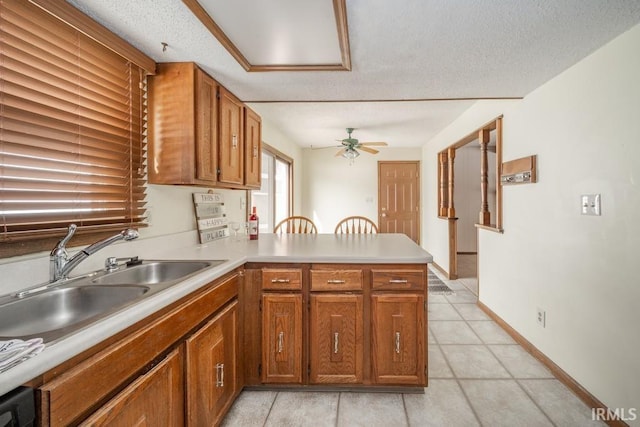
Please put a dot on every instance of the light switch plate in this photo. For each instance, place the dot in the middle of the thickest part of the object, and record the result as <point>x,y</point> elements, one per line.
<point>590,204</point>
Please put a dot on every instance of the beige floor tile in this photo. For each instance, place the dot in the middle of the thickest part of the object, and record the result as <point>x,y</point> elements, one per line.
<point>297,409</point>
<point>443,312</point>
<point>438,367</point>
<point>490,332</point>
<point>455,285</point>
<point>503,403</point>
<point>471,312</point>
<point>462,296</point>
<point>453,332</point>
<point>442,404</point>
<point>437,299</point>
<point>559,403</point>
<point>471,283</point>
<point>371,410</point>
<point>519,362</point>
<point>251,408</point>
<point>473,361</point>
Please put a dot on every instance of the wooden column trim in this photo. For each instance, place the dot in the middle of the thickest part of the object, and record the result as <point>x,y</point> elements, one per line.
<point>453,248</point>
<point>484,217</point>
<point>451,155</point>
<point>443,189</point>
<point>498,173</point>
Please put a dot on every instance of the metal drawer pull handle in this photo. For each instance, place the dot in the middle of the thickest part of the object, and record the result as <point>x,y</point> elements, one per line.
<point>280,341</point>
<point>220,375</point>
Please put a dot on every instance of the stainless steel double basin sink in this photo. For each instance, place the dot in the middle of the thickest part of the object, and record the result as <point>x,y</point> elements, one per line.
<point>55,310</point>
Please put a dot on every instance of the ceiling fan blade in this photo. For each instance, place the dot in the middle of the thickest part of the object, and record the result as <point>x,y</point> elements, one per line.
<point>368,150</point>
<point>328,146</point>
<point>374,144</point>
= = = = =
- _What is asked_:
Put the records above into a two-column CSV with the headers label_text and answer, giving each labeling entry one row with its full wording under label_text and all of its points under answer. Quote every field, replace line breaks with spaces, and leave the pictures out.

- _Solved exercise_:
label_text,answer
"Please put a dot on every instance of the light switch plate in this photo. For each instance, place the dot in the middle of the thickest part of the object, and record the result as <point>x,y</point> elements, one per line.","<point>590,204</point>"
"Please put a dot on every instance of the beige floor tile in this photo. For each instance, place the dot in the middle of the thickest part of the object, and record the result as <point>x,y</point> elements, one per line.","<point>297,409</point> <point>443,312</point> <point>438,367</point> <point>490,332</point> <point>455,285</point> <point>503,403</point> <point>471,312</point> <point>462,296</point> <point>453,332</point> <point>442,404</point> <point>437,299</point> <point>559,403</point> <point>471,283</point> <point>371,410</point> <point>519,362</point> <point>251,408</point> <point>473,361</point>"
"Please put a dot on every instance of the wooden column trim in this photo. For each instance, place the dot in the middle of the thickest part of the object, and record the result as <point>x,y</point> elements, one per line.","<point>453,248</point> <point>484,217</point> <point>451,155</point> <point>443,189</point> <point>498,173</point>"
"Please put a dot on every instance of the metal drawer pull handle in this photo. For each instance, place the dot in the middle of the thickest part of the object, and record the result as <point>x,y</point> elements, one per line.","<point>280,341</point> <point>220,375</point>"
"Please put a dot on every instance of the stainless steel double basin sink in this photo. For each instance, place the dot in the middle of the thickest part of the object, and record the result as <point>x,y</point> elements, one per line.","<point>55,310</point>"
"Please put a dot on every instance of the ceiling fan blade in this photo. For each instance, place the dot in the middle of the thickest part of the object, and record the result as <point>x,y</point> elements, one per line.","<point>368,150</point> <point>328,146</point> <point>374,144</point>"